**ACTIVITY**
What must be returned is the number of lines in the records holding the word "Target", with no other text.

**THE DATA**
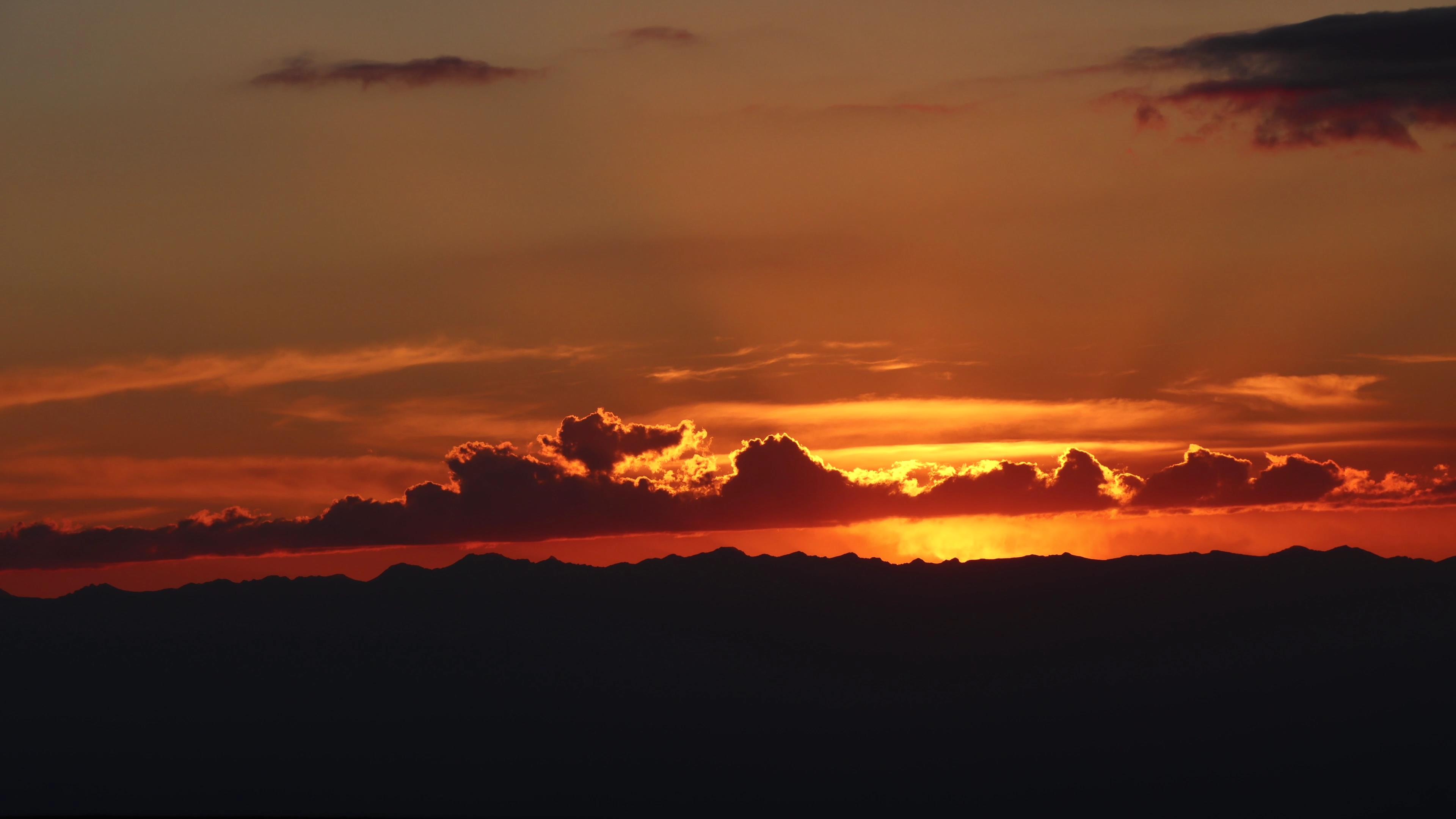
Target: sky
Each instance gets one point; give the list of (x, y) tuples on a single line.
[(915, 280)]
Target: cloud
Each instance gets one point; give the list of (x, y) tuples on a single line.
[(1213, 479), (1336, 79), (303, 72), (576, 484), (1301, 392), (24, 387), (602, 441), (1411, 359), (660, 34)]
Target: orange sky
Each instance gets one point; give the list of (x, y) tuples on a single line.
[(931, 232)]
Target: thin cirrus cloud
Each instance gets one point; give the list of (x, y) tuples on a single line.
[(839, 355), (1301, 392), (1410, 359), (599, 475), (445, 71), (303, 72), (1337, 79), (25, 387)]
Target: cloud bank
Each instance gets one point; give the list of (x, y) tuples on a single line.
[(1337, 79), (303, 72), (601, 475)]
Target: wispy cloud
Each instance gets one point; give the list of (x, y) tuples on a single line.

**OUTPUT FOR THIS TASK**
6